Retype all of the data. Every line must match exactly.

Object pointing dataset rows:
# # # # #

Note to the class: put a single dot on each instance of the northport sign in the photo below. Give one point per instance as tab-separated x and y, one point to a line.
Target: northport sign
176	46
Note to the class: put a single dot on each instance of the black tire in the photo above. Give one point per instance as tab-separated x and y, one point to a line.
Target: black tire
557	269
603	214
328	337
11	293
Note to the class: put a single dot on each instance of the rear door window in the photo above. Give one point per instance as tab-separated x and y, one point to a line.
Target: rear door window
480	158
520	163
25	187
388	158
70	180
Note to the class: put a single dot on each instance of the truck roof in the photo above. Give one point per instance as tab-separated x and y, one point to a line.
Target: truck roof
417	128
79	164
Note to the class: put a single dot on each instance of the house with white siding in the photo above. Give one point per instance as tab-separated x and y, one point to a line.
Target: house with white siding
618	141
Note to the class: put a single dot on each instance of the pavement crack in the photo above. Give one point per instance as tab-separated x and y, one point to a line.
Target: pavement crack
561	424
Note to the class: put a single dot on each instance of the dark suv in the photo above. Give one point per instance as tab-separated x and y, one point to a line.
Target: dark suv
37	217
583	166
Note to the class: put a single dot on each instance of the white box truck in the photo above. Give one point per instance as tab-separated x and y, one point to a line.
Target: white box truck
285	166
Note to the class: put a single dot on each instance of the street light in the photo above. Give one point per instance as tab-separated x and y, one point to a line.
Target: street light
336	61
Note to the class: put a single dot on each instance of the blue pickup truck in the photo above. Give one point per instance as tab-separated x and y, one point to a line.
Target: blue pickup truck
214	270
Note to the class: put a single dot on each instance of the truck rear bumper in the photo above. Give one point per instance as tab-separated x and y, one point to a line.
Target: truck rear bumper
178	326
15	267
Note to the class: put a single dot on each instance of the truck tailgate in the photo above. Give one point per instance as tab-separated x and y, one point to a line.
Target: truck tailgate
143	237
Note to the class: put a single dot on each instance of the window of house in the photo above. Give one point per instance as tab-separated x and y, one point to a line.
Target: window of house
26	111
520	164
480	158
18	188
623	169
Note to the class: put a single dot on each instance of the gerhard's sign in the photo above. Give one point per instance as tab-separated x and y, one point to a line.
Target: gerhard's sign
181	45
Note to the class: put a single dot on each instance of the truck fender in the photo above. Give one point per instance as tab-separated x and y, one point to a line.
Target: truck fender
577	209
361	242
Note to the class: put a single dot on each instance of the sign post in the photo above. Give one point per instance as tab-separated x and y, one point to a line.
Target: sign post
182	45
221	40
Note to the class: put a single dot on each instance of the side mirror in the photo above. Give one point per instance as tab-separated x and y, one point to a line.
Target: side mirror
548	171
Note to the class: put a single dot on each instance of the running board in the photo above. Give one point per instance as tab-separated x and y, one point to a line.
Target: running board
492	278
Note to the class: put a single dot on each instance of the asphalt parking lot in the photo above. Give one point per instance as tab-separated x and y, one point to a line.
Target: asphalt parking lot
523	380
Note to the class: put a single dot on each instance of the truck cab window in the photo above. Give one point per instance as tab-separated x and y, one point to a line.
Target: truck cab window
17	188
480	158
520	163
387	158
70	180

# # # # #

TASK ANSWER:
Note to the class: put a single dot on each instance of the northport sign in the photo below. Give one point per instance as tab-separated x and y, one point to a line.
Target: northport sign
176	46
Note to the class: put a single dot on each instance of the black tire in the photo above. Give one point per instance as tab-separated x and y, one point to a line.
Target: black tire
557	269
603	214
328	337
11	293
Note to the class: put a single dot on each instance of the rear door window in the photo above. Give one point per instance as tab-separated x and y, one point to a line.
Target: rear door window
480	158
520	163
25	187
388	158
70	180
Note to the class: put a single dot on each instance of the truck roof in the photo above. Give one point per instance as tab-separated x and y, one point to a line.
Target: truck roof
417	128
79	164
Note to the class: put a single dot on each instance of the house with white siding in the photo above. Give one point per instance as tab-separated x and y, one point to a line.
Target: house with white siding
618	141
Note to the class: put a single dot on each instance of the pavement crack in the photo above. Give one point per instance as tab-separated x and y, one point to a line.
Target: pavement crack
561	424
Note to the class: put a single dot on each instance of the dark suv in the photo above. Give one point per instance as tab-separated x and y, one point to a line.
Target: dark suv
37	217
583	166
Note to the class: put a single dot on each instance of the white box truck in the photo above. Give one point per instance as tab-separated x and y, one point to a line.
Target: white box truck
285	166
Note to the class: put a single dot on each instance of the street light in the photo above. Give one point per instance as tab-separated x and y, one point to a line.
Target: street light
336	61
Note to the class: put a single dot on each instance of the blue pickup truck in the photo above. Give one point per instance as tab-separated x and y, one point to a line.
Target: blue pickup truck
214	270
Note to the class: put a single dot on each instance of the truck rear bumper in the photo above. Give one point per instance as tab-separated x and y, one point to a line.
Target: truck rear bumper
178	326
15	267
Note to the class: put a single dot on each instance of the truck tailgate in the photo above. Give one point per instance as tab-separated x and y, one point to a line.
Target: truck tailgate
143	237
Note to the class: put a single dot on each instance of the window of house in the photo above. Give one point per instance as tab-separated x and y, one point to a line.
Target: window of house
26	111
520	164
480	158
18	188
623	169
Note to the class: put a single dot on each instance of the gerhard's sign in the photo above. Give one point per instance as tab-separated x and y, one point to a line.
Target: gerhard's sign
181	45
Note to the class: put a single dot on each instance of the truck fender in the photo above. Give one point per instance as tab-separated x and y, one point to a line.
Target: truck fender
577	209
361	242
Note to the class: put a single dot on each instance of the sign post in the photo above. Give one point per instance as tab-separated x and y, one point to a line.
Target: sign post
182	45
221	40
Note to the class: put a single dot on each instance of the side mirror in the photo above. Give one point per instance as tab-separated x and y, one point to a line.
Target: side mirror
548	171
Note to the class: put a single dot on each instance of the running board in the photo above. Give one point per instance as tab-separated x and y, one point to a line.
Target: running board
492	278
Note to the class: put a single dot on each instance of the asphalt parking lot in the photo above. Give one point per instance as tab-separated x and y, one point to a line.
Target: asphalt parking lot
523	380
Note to the class: put a single dot on each instance of the truck cab window in the photo above. Give one point per instance as tab-separated x and y, one point to a line.
Target: truck cab window
17	188
480	158
520	163
387	158
70	180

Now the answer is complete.